**DESCRIPTION OF THE TASK:**
Given the records underneath, please repeat exactly the lines from the line with "[trace] paper plate with food" through the line with "Trace the outline of the paper", passing over any picture.

================================

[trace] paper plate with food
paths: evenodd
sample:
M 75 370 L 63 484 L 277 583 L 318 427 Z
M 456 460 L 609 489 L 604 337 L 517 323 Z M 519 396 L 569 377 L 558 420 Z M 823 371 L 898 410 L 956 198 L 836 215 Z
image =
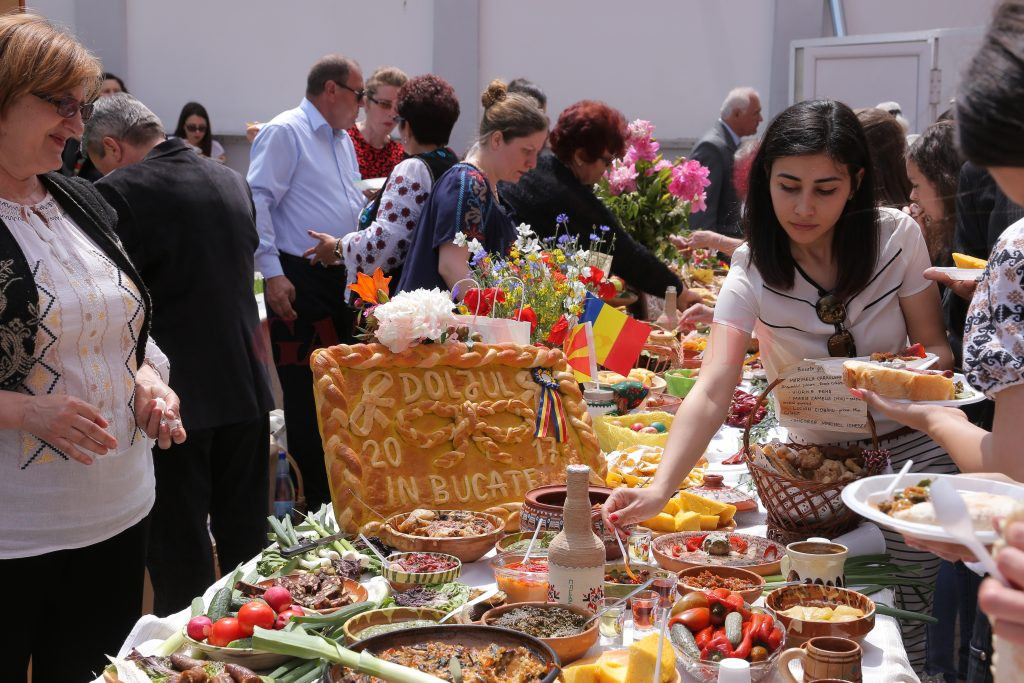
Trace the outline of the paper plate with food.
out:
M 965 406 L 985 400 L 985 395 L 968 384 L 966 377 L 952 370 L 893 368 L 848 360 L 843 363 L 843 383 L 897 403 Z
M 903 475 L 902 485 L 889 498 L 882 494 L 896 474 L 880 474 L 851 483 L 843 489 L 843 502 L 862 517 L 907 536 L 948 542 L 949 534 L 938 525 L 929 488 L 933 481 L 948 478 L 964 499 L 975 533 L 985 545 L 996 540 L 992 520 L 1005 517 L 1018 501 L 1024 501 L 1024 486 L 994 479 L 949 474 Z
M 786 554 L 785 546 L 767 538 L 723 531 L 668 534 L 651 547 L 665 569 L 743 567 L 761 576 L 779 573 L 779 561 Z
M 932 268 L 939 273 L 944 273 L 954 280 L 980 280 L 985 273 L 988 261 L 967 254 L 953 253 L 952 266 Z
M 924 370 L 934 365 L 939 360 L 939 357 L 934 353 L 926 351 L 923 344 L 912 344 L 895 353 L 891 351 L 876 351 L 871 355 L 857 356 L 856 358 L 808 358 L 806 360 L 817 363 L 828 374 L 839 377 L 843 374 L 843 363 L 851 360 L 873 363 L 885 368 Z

================================

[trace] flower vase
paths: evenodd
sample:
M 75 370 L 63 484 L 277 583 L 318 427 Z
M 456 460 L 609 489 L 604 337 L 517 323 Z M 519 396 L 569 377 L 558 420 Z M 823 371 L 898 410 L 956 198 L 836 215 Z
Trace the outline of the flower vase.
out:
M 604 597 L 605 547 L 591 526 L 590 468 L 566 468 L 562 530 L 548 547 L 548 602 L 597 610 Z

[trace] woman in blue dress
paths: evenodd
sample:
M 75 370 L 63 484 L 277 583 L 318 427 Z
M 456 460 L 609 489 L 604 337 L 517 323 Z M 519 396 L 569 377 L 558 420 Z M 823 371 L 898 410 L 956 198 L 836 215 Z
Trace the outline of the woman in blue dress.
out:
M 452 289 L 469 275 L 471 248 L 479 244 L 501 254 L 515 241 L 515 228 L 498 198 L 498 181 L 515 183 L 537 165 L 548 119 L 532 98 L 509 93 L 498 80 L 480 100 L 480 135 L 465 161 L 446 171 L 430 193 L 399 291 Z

================================

**REPLY TO THE EXERCISE:**
[trace] paper plate with food
paths: evenodd
sample:
M 75 370 L 63 484 L 277 583 L 318 427 Z
M 456 460 L 609 489 L 604 337 L 517 323 Z M 519 396 L 569 377 L 558 420 Z M 823 371 L 898 410 L 956 198 L 836 215 Z
image =
Trace the outline of the paper plate with food.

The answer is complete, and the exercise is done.